Sue's story

"As a relative the support you get from the nurses is so important"


As a Sue Ryder nurse, Sue Hollands takes prode in the support she can offer those under her care
Sue Hollands works as a Community Nurse Specialist (CNS) at Sue Ryder Nettlebed Hospice, and was a district nurse before taking a break to have a family. On the last day of a ‘Back to Nursing’ course, she came to Nettlebed Hospice and realised then and there that this was where she wanted to work.

“Coming here on that last day, seeing it, I loved it so much. People think this is a sad place, they often say I don’t know how you do your job. Actually we have a lot of laughter here, a lot of laughter. It’s a very warm place, a very positive place.”

Her mum Barbara was diagnosed with colorectal cancer and, following surgery, was admitted to the inpatient unit at Nettlebed Hospice in January 2006. Sue said: “Because I was working at Nettlebed, I knew how fantastic it was and I wanted her to come here.

“I used to pop over to my Mum’s bed at coffee time and lunch time but then when she was actually dying I just thought no I can’t do this, I can’t be working here and be called to say actually she’s dying so I just stopped for a while."

"It was lovely to see her symptoms were managed, because when you see your mother in pain the most important thing is that it’s dealt with.”

Sue's experience as a nurse made it easier to have difficult conversations with her mother as she approached end of life: “There were a lot of discussions that I thought were important to have, from do you want to be buried or do you want to be cremated, to where would you like your ashes scattered? I think that’s a really important one you know, to get it right. I also asked her if there were there any special songs she would like played at her funeral or whether she wanted to write letters. She didn’t write letters; she said what she needed to say before she died.


“We were all able to say goodbye and the nurses were just so supportive, really supportive. It was definitely a good death. Mum felt that she was listened to, she was comfortable. It was lovely to see that her symptoms were managed which is so important, because when you see your mother in pain the most important thing is that it’s dealt with.

▸ **Given entries**:
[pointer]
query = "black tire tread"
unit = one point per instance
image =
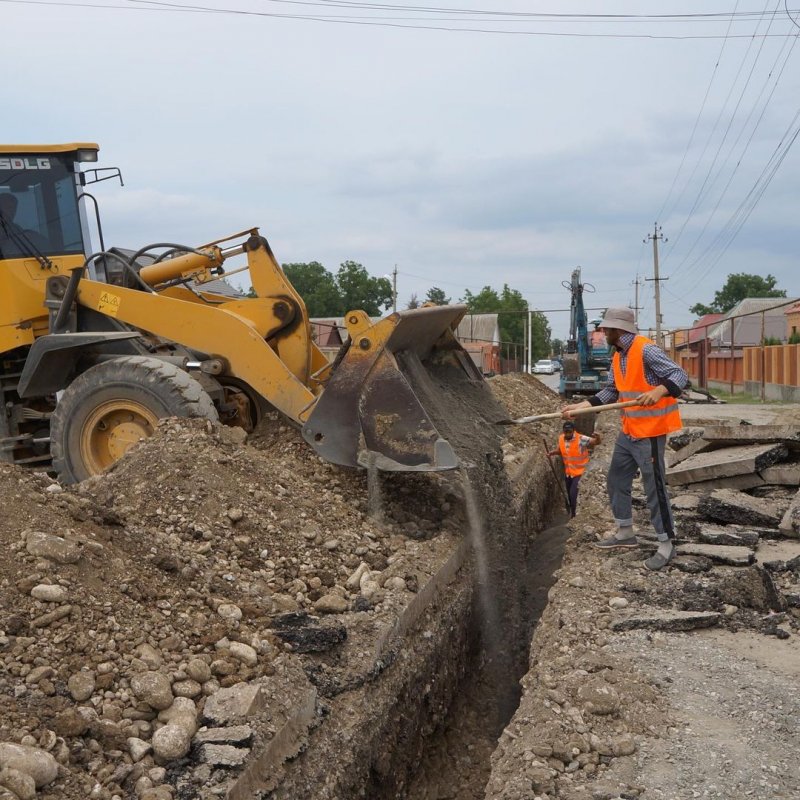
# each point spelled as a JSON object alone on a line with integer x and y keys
{"x": 179, "y": 391}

▸ **Problems to solve**:
**a.** Rewrite the paragraph in Sue's story that begins "Sue Hollands works as a Community Nurse Specialist" in two shorter sentences, keeping its main facts.
**b.** Pick up Sue's story after its final sentence and continue it for a few more sentences in the same voice.
The entries were taken from a separate source.

▸ **Results of the tasks**:
**a.** Sue Hollands, a former district nurse who took a break to raise a family, is now a Community Nurse Specialist at Sue Ryder Nettlebed Hospice. She decided to work there when she visited the hospice on the last day of a 'Back to Nursing' course.

**b.**
“Everyone was so warm and caring and professional. They didn’t treat her any differently because she was my Mum but they weren’t wary and they didn’t treat me any differently as a relative. It was a good experience and, although she died, I can look back on it and cherish the happy memories I have of sitting in her room with her talking, reminiscing with my brother and my stepfather.”

The importance of family support

“As a relative the support you get from the nurses is so important and I think being on the other side made me very, very aware that we are looking after the whole family and not just the patient.

"All the things that were important to me as a relative when my Mum was dying I think have made me a better nurse, because I know what relatives are going through. I can actually empathise rather than just sympathise. I can empathise with how they are actually feeling because I’ve been through it here from a relative’s point of view.”

Making a difference to people's lives

As a CNS, Sue goes out and meets with patients and their families in their homes. She helps them to make decisions that will keep them cared for where they want to be for as long as possible and says understanding what family members are going through as well as the patient makes such a difference

“You actually know how they’re being affected by the service and the path of the journey their relative is going on. You know what it’s like to go through it all with them in that way.

“When patients come in they are often very poorly. It’s nice to be able to see them how they were before. Just becausepeople are dying or ill they haven’t lost their sense of humour. They don’t want all doom and gloom. Some of them want to have a bit of a laugh, a bit of a giggle, to feel like themselves; and not be focusing on being ill all of the time.”